======== Exercise input
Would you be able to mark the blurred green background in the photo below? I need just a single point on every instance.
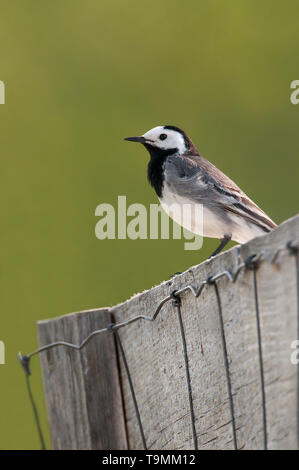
(80, 76)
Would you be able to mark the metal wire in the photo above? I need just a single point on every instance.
(196, 292)
(177, 304)
(25, 364)
(264, 256)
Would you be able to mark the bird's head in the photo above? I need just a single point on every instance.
(165, 140)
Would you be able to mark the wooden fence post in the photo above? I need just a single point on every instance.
(82, 387)
(235, 339)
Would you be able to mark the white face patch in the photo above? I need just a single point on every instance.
(174, 139)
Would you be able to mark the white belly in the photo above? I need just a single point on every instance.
(194, 217)
(202, 221)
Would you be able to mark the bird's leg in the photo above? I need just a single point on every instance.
(224, 241)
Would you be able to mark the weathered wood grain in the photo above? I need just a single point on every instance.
(154, 353)
(82, 387)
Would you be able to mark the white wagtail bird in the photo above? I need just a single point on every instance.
(180, 175)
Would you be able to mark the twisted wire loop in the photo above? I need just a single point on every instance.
(177, 304)
(294, 251)
(252, 264)
(211, 281)
(129, 377)
(24, 361)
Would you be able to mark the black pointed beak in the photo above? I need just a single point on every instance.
(140, 139)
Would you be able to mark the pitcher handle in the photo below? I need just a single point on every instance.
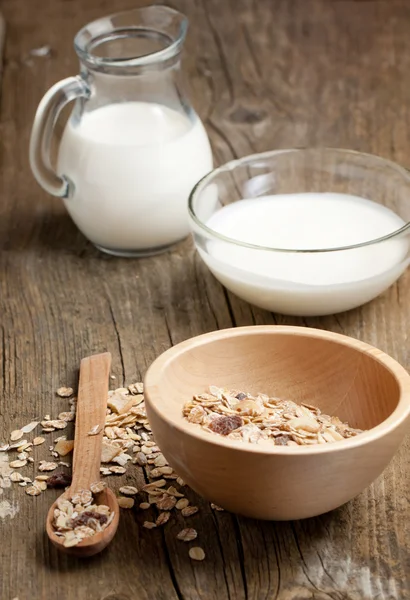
(40, 141)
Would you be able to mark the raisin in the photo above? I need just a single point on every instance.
(59, 480)
(282, 440)
(85, 517)
(224, 425)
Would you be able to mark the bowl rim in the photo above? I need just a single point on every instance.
(395, 419)
(231, 166)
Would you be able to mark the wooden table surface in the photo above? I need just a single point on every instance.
(264, 74)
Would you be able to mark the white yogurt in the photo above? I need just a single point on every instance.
(133, 166)
(306, 283)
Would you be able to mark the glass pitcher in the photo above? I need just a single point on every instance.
(133, 147)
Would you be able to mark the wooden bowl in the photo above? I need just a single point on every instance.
(340, 375)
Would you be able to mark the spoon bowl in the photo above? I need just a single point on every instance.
(338, 374)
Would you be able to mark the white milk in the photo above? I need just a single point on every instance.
(306, 283)
(133, 166)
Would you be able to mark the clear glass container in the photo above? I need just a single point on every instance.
(133, 147)
(304, 232)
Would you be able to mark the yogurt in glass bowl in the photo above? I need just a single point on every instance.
(304, 232)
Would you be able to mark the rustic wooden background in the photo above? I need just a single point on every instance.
(264, 74)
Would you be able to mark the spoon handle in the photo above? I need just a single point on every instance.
(91, 412)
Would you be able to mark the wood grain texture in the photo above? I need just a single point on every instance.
(263, 74)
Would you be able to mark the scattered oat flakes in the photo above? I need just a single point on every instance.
(109, 451)
(241, 416)
(47, 466)
(162, 518)
(75, 520)
(30, 427)
(141, 459)
(187, 535)
(182, 503)
(57, 480)
(196, 553)
(41, 485)
(64, 447)
(66, 416)
(17, 434)
(98, 487)
(95, 430)
(166, 502)
(65, 392)
(125, 502)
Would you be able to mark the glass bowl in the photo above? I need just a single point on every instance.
(321, 230)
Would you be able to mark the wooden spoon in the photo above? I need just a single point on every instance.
(91, 411)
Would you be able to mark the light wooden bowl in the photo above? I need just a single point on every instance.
(340, 375)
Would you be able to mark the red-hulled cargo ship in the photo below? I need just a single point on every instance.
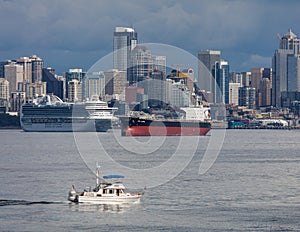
(138, 124)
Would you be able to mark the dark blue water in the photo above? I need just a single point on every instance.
(254, 185)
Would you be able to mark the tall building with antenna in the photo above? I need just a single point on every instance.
(125, 40)
(286, 70)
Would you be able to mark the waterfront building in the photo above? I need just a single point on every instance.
(246, 78)
(94, 85)
(14, 75)
(132, 92)
(160, 63)
(125, 40)
(234, 93)
(207, 59)
(155, 88)
(55, 85)
(4, 92)
(247, 97)
(74, 91)
(37, 68)
(141, 64)
(2, 65)
(266, 88)
(35, 89)
(74, 74)
(27, 69)
(190, 78)
(284, 73)
(179, 94)
(221, 76)
(115, 83)
(16, 100)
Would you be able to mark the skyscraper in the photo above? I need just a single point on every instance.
(289, 46)
(37, 68)
(140, 64)
(221, 75)
(14, 75)
(206, 61)
(125, 40)
(27, 69)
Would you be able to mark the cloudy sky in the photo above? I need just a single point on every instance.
(77, 33)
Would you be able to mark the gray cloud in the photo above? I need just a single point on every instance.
(76, 33)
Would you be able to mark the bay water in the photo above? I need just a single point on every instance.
(253, 185)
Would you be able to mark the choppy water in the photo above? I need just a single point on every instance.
(253, 185)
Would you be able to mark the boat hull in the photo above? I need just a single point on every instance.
(144, 127)
(109, 200)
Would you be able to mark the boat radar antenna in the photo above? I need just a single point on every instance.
(98, 173)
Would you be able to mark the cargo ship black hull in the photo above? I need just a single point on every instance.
(134, 126)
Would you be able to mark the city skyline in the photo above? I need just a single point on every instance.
(69, 35)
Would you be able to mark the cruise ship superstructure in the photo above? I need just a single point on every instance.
(50, 113)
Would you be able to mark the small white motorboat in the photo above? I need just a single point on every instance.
(105, 192)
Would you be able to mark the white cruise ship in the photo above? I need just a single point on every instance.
(50, 113)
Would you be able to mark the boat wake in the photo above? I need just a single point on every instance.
(4, 202)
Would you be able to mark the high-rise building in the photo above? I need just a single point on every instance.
(234, 93)
(2, 64)
(290, 41)
(14, 75)
(16, 100)
(178, 94)
(27, 69)
(221, 76)
(293, 73)
(75, 91)
(266, 88)
(155, 88)
(246, 78)
(236, 77)
(94, 85)
(206, 61)
(74, 74)
(4, 92)
(141, 64)
(160, 63)
(247, 97)
(37, 68)
(125, 40)
(115, 83)
(54, 85)
(283, 68)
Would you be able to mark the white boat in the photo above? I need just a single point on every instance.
(50, 113)
(105, 192)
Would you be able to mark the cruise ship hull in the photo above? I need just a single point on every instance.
(86, 125)
(147, 127)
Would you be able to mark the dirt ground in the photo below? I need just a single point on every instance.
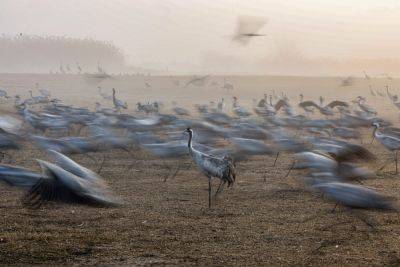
================
- _Your task_: Repeat verbatim the range of lines that opens at the line containing "Would you be able to mark the cargo" and closes at the last line of the entries, excluding all pictures.

- _Exercise answer_:
Would you be able to mark the cargo ship black hull in the photo above? I need just a single point on every instance.
(134, 126)
Would you be able to mark the city skyline in the photo above? I need just a single point on every instance.
(69, 35)
Would you be able to mark the cruise ship superstructure in the photo above? I need just a single point on every instance.
(50, 113)
Would you be able to mark the small white motorboat in the photo above? I need just a single point on every instance.
(105, 192)
Would you be able to mark the white cruise ship in the photo above? I need just a single point on every instance.
(50, 113)
Would you be able to mark the boat wake in the photo above? I need just a single point on every instance.
(4, 202)
Would you be able to mark the high-rise building in the photo above? I need just a single point on every instance.
(234, 93)
(2, 64)
(290, 41)
(14, 75)
(16, 100)
(178, 94)
(27, 69)
(221, 76)
(293, 73)
(75, 91)
(266, 88)
(155, 88)
(246, 78)
(236, 77)
(94, 85)
(206, 61)
(74, 74)
(4, 92)
(141, 64)
(160, 63)
(247, 97)
(37, 68)
(125, 40)
(115, 83)
(54, 85)
(283, 68)
Would you be able to mark the white boat in the photo above? I need just a single point on every instance.
(50, 113)
(105, 192)
Would you be able to mark the cruise ship hull in the photo above? I need just a single point on every instance.
(86, 125)
(147, 127)
Would you be able to mark the dirt ground in the photo below? I need just a single point on every instance.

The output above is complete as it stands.